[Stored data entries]
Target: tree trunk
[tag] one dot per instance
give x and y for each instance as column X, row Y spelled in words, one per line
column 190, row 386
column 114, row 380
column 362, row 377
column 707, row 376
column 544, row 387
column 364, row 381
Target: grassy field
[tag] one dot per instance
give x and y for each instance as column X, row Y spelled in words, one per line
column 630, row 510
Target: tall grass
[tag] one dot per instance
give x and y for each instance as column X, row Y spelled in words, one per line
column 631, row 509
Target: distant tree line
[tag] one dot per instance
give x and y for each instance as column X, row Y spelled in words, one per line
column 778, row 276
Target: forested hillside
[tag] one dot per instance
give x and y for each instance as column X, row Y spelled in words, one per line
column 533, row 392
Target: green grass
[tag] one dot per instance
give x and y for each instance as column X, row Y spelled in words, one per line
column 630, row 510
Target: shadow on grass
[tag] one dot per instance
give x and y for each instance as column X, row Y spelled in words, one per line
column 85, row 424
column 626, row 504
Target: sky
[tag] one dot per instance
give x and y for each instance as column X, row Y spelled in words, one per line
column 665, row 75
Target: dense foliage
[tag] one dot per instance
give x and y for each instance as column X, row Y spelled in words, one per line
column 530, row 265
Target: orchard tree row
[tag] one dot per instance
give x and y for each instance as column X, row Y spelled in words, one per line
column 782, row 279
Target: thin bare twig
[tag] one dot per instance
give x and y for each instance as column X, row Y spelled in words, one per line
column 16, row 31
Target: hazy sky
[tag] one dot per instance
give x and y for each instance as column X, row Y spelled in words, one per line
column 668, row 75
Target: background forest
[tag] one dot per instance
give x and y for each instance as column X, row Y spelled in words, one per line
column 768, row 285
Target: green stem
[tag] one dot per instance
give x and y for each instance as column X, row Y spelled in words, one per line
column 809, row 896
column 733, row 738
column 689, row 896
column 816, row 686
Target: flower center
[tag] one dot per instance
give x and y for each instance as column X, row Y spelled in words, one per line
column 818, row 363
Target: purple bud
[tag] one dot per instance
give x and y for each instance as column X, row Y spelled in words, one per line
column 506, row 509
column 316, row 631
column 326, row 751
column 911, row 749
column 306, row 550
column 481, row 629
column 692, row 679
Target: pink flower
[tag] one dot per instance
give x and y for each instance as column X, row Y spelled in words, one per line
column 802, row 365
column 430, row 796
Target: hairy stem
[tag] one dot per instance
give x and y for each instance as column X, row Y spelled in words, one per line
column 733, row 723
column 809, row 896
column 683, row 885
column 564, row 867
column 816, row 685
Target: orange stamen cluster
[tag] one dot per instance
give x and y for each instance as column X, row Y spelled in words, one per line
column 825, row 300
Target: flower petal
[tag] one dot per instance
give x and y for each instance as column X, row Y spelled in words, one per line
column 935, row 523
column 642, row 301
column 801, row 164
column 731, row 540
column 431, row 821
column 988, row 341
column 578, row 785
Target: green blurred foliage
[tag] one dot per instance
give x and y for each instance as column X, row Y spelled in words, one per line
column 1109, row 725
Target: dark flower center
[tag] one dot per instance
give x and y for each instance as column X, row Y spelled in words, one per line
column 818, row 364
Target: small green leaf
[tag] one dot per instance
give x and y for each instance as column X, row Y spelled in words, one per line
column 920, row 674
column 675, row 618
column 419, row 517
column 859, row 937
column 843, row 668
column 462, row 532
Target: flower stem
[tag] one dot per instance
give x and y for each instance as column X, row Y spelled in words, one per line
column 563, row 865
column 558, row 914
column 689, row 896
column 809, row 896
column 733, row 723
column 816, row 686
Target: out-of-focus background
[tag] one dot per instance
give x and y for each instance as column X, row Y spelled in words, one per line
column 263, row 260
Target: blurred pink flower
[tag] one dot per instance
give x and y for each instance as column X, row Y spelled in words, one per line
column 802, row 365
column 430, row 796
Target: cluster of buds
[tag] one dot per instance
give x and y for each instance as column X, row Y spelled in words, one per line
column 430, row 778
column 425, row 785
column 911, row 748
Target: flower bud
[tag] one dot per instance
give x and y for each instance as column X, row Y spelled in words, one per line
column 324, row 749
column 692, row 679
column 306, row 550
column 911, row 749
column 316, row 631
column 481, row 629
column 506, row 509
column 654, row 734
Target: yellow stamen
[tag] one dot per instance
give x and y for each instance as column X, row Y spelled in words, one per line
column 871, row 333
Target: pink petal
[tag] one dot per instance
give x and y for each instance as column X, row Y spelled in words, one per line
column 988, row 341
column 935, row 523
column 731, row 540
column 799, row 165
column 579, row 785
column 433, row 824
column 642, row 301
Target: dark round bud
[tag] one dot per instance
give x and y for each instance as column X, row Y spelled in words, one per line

OBJECTIVE
Copy all of the material above line for line, with no changes.

ANSWER BELOW
Target: tree trunk
[tag] one dot per instance
give x and y for each instance as column X, row Y spelled in words, one per line
column 190, row 386
column 114, row 380
column 362, row 377
column 707, row 376
column 544, row 387
column 364, row 381
Target: grassy field
[tag] one dot per instance
give x and y for each instance as column X, row Y spelled in words, one per line
column 630, row 510
Target: tall grass
[tag] one dot per instance
give x and y for each instance as column X, row Y spelled in words, one per line
column 631, row 509
Target: distant tree line
[tag] one dot per instance
give x and y for each instance as column X, row Y spelled in words, one per line
column 778, row 276
Target: forested hillside
[tag] one dot per instance
give x and y for each instance as column X, row Y spelled in words, one per line
column 533, row 392
Target: green grass
[tag] one dot per instance
give x and y for each instance as column X, row Y spelled in words, one per line
column 630, row 510
Target: shadow on grass
[tag] one dot per instance
give x and y for each instance as column X, row Y spelled in words, one per line
column 85, row 424
column 626, row 504
Target: sky
[tag] one dot per instance
give x and y for each instance as column X, row Y spelled in words, one per line
column 665, row 75
Target: dense foliage
[tag] one dot per instance
give x and y for each instance as column X, row Y spelled in words, one per line
column 530, row 265
Target: orchard tree row
[tag] one dot per instance
give x and y for each instance as column X, row Y spelled in words, one per line
column 782, row 279
Target: thin bare twig
[tag] one dot per instance
give x and y for each instance as column X, row Y spelled in words, one per line
column 16, row 31
Target: hazy sky
[tag] one dot per instance
give x and y for each instance as column X, row Y spelled in words, one per line
column 668, row 75
Target: background forest
[tag] one dot per instance
give x and y for each instance as column X, row Y spelled in words, one per line
column 768, row 285
Target: green stem
[tag] one dot per instance
give x and y for each instance as column X, row Y spelled in words, one per line
column 809, row 896
column 733, row 738
column 689, row 896
column 816, row 686
Target: flower center
[tag] one dot per instance
give x and y for each instance as column X, row Y spelled in words, one per line
column 818, row 363
Target: purple bud
[tag] one dot per instance
give x and y for each instance as column X, row Y spelled in words, one per line
column 506, row 509
column 316, row 631
column 326, row 751
column 911, row 749
column 306, row 550
column 481, row 629
column 692, row 679
Target: pink flower
[tag] one dot per instance
give x and y for each instance as column X, row Y spelled in words, one per line
column 802, row 365
column 430, row 796
Target: hairy stem
[tag] one dot per instance
give x and y for each instance as column X, row Y spelled in words, one per line
column 733, row 723
column 809, row 896
column 683, row 885
column 564, row 867
column 816, row 685
Target: orange stamen cluster
[tag] one dot per instance
give x and y for each instance as column X, row Y spelled in words, one per line
column 825, row 300
Target: flower petal
[tag] one dot per instance
give x and y for each instance as column X, row Y spelled in words, one per line
column 935, row 523
column 642, row 301
column 801, row 164
column 731, row 540
column 431, row 821
column 988, row 341
column 578, row 785
Target: green blurred foliage
[tag] one dot per instance
give x and y for each instance as column X, row Y spelled in words, one per line
column 1109, row 725
Target: dark flower center
[tag] one dot per instance
give x and y for each instance as column X, row Y spelled in words, one per line
column 818, row 364
Target: small green leaf
[tag] one dot per instance
give x and y for each instance as column X, row Y spelled in words, one per line
column 920, row 674
column 675, row 618
column 419, row 517
column 859, row 937
column 843, row 668
column 462, row 532
Target: flower stem
[tag] one dot per instance
give x and y for each instance as column X, row Y spelled in words, one per line
column 563, row 865
column 558, row 914
column 689, row 896
column 809, row 896
column 733, row 723
column 816, row 686
Target: out-of-focus background
[tag] one dot per instance
give x and y for each instance as column X, row Y spelled in words, one per line
column 263, row 260
Target: blurred pink flower
[tag] one dot per instance
give x and y for each instance as column X, row Y spelled in words, one per line
column 802, row 365
column 430, row 796
Target: cluster of buds
[tag] one dot per instance
give x and y for each instance as column X, row Y spelled in words, one per line
column 430, row 778
column 425, row 785
column 911, row 748
Target: flower bud
[tag] one dot per instance
give x and y for each instance as column X, row Y spelled in words, one per line
column 324, row 749
column 692, row 679
column 306, row 550
column 911, row 749
column 316, row 631
column 481, row 629
column 506, row 509
column 654, row 734
Target: yellow stamen
[tag] one dot per instance
give x and y for each instance as column X, row Y spelled in words, one per line
column 871, row 333
Target: pink petal
[tag] one dot per instance
give x and y for each instance as column X, row Y spelled in words, one per line
column 988, row 341
column 935, row 523
column 731, row 540
column 799, row 165
column 579, row 785
column 433, row 824
column 642, row 301
Target: dark round bud
[tag] one dot per instance
give x and y for each instance as column X, row Y spelled in words, one per line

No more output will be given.